══ Text provided ══

Recovery also became about “finding ways to make it harder to do the thing you don’t want to do and easier to do the replacement,” Gilman said. She discovered this overall concept of rerouting behaviors in residential eating disorder treatment (a program she was referred to by a therapist in college). One simple yet impactful hack is “leaving a Post-it [message] where I might go get something to hurt myself,” Gilman explained.
The school year after Gilman’s eating disorder treatment, she had a suicide attempt. “[Suicidal ideation] existed as a passive thing for a while until college, when I had my attempt,” she noted. With the mental health issues she’d experienced up to that point, along with isolation from friends, it was a “perfect storm of risk factors,” she said.
Gilman intended to temporarily withdraw from school and go to a residential program for depression. However, the plan changed when she booked a film, Daphne & Velma (she was Velma).
To be clear, she doesn’t advocate for putting off treatment—quite the opposite, actually. But at the time, Gilman’s dad came to the movie set and she embraced the work she enjoyed. “When you’re doing something you love, it’s also easier to be like, ‘I’m happy to be here.’ And I do think that after my attempt—and you [may] hear this with people [who] survive attempts—I was filled with this really passionate affirmation that I wanted to be alive,” she explained.
That initial certainty faded, and loneliness ensued, but Gilman said her therapist significantly helped. “One of the things she did that I appreciated is she would make a contract with me when I was feeling especially suicidal in between meetings … you sign that you won’t take your life,” Gilman said. “It just helps, on days when you can’t stay for yourself, to stay for someone else. … I really credit [my therapist] with helping me survive that time to get to a place where I did want to look for reasons to stay.”
The actress took a break from therapy until recently. As of now, she sees a therapist for “touch-ups” when she’s feeling stuck, and she has safety plans for potential mental health crises.
Gilman knows that recovering from anything is neither linear nor comfortable. “Recovery is painful, but it’s worth it,” she said. “You think recovery is going to be great and good, but most of the time, it’s uncomfortable at the beginning. That means you’re challenging yourself to change.”
Gilman doesn’t refer to herself as fully recovered, though she’s further along than she ever thought possible, she said. “I will always be in recovery. Sometimes I have my slips—and I call them my slips, not slides, because I don’t think, all of a sudden, that means I’m out of recovery [either],” she noted. “Recovery is a state of mind more than a destination or a place.”
Progress, for Gilman, happens beyond therapy by filling out mindfulness and dialectical behavioral therapy workbooks and by staying grounded. “I, as a human being who wants to be here, have an obligation to myself to find ways every day to reaffirm that. I think about being a hot air balloon and finding ways to tether myself to the world,” she said. “Small and big tethers.” Some things she loves: trees, crows, reading, mental health advocacy (she works with orgs like The Mental Health Coalition, Didi Hirsch, and To Write Love on Her Arms).
At the end of our call, I tell Gilman that her younger self would be happy seeing adult Sarah in an improved mental space. Despite tough days, she’s doing better. She is here.
“Yeah, a hundred percent. I think she’s in there; she’s watching,” Gilman says. “I mean, she didn’t think we’d live past 15. She wrote that on her wall, and it was very awkward when a painter came.” We can’t help but laugh. Because as hard as conversations like this are, life has a funny way of being, well, hilarious. And there it was…a tether.

═══

> **Exercise prompt**: Please list every organization that the article above on Gilman's recovery names as one she works with.

══ Material provided ══

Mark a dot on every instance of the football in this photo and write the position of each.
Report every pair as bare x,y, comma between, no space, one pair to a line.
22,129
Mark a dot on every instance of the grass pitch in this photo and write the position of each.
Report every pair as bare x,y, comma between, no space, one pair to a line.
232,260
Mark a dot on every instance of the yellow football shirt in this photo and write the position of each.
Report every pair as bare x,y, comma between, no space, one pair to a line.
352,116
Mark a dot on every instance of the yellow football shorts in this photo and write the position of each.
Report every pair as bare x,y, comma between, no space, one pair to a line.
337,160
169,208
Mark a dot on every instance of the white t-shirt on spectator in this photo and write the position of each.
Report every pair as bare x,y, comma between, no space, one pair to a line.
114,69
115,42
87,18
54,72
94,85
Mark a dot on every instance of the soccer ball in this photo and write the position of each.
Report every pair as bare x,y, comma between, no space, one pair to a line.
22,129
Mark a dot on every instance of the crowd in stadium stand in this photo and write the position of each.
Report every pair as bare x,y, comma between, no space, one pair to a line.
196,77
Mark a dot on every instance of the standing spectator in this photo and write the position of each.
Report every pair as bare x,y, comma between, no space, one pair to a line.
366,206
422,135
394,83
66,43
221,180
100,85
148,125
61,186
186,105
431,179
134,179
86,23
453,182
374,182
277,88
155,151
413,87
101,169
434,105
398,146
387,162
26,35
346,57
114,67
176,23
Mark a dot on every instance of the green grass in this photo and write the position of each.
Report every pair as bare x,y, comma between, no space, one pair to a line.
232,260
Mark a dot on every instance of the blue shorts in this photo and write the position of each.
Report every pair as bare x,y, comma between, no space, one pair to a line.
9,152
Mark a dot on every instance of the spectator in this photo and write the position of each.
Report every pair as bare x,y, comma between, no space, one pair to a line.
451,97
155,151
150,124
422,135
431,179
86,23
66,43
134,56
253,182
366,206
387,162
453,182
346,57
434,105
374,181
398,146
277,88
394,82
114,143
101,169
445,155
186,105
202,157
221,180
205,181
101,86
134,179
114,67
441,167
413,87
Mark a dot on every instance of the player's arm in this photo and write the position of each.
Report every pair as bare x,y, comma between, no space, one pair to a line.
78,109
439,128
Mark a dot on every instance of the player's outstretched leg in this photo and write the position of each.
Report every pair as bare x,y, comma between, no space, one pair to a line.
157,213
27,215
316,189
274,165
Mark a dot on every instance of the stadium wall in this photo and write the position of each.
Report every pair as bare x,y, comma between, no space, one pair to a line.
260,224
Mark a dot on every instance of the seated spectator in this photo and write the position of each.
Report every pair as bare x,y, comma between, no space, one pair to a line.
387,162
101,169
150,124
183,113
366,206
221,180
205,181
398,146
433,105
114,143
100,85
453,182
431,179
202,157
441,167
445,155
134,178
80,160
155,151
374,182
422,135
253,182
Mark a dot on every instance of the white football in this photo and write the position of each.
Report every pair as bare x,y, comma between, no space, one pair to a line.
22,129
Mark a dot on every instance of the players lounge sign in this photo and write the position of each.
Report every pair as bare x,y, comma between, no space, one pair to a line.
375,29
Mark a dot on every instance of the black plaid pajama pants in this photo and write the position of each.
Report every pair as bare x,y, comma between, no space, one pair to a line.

═══

> **Task solution**:
The Mental Health Coalition
Didi Hirsch
To Write Love on Her Arms